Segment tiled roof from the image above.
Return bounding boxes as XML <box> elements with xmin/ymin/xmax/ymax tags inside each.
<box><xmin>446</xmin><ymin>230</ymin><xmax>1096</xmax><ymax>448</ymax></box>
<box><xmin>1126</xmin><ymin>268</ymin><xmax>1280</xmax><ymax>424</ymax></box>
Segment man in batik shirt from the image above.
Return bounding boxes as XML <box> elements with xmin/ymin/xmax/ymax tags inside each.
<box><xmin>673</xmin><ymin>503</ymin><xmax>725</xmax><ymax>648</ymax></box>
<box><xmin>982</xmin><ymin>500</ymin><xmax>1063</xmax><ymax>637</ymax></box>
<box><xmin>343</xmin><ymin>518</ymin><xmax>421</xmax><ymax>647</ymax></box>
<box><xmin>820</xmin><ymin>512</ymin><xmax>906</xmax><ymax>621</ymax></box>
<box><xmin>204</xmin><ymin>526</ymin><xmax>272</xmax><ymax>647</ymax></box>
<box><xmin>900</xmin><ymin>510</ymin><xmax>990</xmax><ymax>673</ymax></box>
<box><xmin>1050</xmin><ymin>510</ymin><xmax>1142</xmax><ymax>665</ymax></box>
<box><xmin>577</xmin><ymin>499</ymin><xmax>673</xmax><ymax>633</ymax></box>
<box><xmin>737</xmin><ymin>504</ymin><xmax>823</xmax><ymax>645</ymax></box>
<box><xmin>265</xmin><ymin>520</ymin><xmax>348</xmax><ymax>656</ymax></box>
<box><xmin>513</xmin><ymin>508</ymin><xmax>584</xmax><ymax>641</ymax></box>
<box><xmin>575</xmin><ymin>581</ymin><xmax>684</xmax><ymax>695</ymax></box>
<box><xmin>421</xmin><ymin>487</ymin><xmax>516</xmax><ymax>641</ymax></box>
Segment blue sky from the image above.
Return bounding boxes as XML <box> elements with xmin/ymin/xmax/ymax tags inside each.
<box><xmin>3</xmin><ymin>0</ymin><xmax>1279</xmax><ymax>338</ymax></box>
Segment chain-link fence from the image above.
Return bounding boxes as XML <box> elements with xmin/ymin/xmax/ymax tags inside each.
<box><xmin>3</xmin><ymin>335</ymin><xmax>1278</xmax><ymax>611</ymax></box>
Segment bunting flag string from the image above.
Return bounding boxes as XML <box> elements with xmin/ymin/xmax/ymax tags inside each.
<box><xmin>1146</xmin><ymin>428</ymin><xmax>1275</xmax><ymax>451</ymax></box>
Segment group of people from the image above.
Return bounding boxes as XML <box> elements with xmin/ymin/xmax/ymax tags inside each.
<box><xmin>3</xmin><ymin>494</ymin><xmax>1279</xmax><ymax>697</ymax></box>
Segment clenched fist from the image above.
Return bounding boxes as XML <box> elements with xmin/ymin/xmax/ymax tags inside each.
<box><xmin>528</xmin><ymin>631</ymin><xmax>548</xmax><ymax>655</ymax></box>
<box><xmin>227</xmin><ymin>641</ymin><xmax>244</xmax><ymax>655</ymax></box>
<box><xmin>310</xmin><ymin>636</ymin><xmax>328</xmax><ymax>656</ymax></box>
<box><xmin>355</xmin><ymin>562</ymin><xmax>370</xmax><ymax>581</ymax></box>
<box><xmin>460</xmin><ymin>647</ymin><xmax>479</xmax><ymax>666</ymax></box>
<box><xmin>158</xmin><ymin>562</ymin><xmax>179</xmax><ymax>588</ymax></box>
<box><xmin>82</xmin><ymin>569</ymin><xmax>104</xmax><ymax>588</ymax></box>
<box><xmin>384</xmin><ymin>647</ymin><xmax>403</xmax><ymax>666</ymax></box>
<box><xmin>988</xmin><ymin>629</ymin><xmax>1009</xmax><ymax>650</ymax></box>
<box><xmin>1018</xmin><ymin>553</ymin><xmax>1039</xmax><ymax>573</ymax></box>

**WORK TASK**
Please copy only these lines, exactly: the first line of the records through the line containing "Segment group of people from the image above.", ends included.

**SOLVED EXERCISE**
Segment tiled roof from the image above.
Return bounding boxes as XML <box> elements with xmin/ymin/xmax/ymax tags inside each.
<box><xmin>446</xmin><ymin>230</ymin><xmax>1096</xmax><ymax>448</ymax></box>
<box><xmin>1126</xmin><ymin>268</ymin><xmax>1280</xmax><ymax>424</ymax></box>
Segment man in batik shirt from the image above.
Return bounding boxes as XML <box> elements with xmin/ymin/xmax/ymax tags inside each.
<box><xmin>673</xmin><ymin>503</ymin><xmax>725</xmax><ymax>648</ymax></box>
<box><xmin>982</xmin><ymin>500</ymin><xmax>1063</xmax><ymax>637</ymax></box>
<box><xmin>343</xmin><ymin>518</ymin><xmax>421</xmax><ymax>647</ymax></box>
<box><xmin>820</xmin><ymin>512</ymin><xmax>906</xmax><ymax>621</ymax></box>
<box><xmin>204</xmin><ymin>526</ymin><xmax>272</xmax><ymax>647</ymax></box>
<box><xmin>900</xmin><ymin>510</ymin><xmax>990</xmax><ymax>673</ymax></box>
<box><xmin>1050</xmin><ymin>510</ymin><xmax>1142</xmax><ymax>665</ymax></box>
<box><xmin>577</xmin><ymin>499</ymin><xmax>673</xmax><ymax>633</ymax></box>
<box><xmin>737</xmin><ymin>504</ymin><xmax>823</xmax><ymax>645</ymax></box>
<box><xmin>265</xmin><ymin>520</ymin><xmax>348</xmax><ymax>656</ymax></box>
<box><xmin>513</xmin><ymin>508</ymin><xmax>584</xmax><ymax>641</ymax></box>
<box><xmin>575</xmin><ymin>581</ymin><xmax>684</xmax><ymax>695</ymax></box>
<box><xmin>421</xmin><ymin>487</ymin><xmax>516</xmax><ymax>641</ymax></box>
Segment blue sky from the image above.
Return bounding boxes as XML <box> elements with xmin/ymin/xmax/ymax tags inside each.
<box><xmin>3</xmin><ymin>0</ymin><xmax>1279</xmax><ymax>338</ymax></box>
Segment chain-link fence from the image above.
Return bounding boxes as XML <box> elements with xmin/ymin/xmax/ymax tags inside each.
<box><xmin>3</xmin><ymin>335</ymin><xmax>1278</xmax><ymax>611</ymax></box>
Segment bunting flag string from the image above.
Return bounding boxes as XML <box> elements with xmin/ymin/xmax/ymax tags inside each.
<box><xmin>1146</xmin><ymin>428</ymin><xmax>1275</xmax><ymax>451</ymax></box>
Segment group of people from the image above.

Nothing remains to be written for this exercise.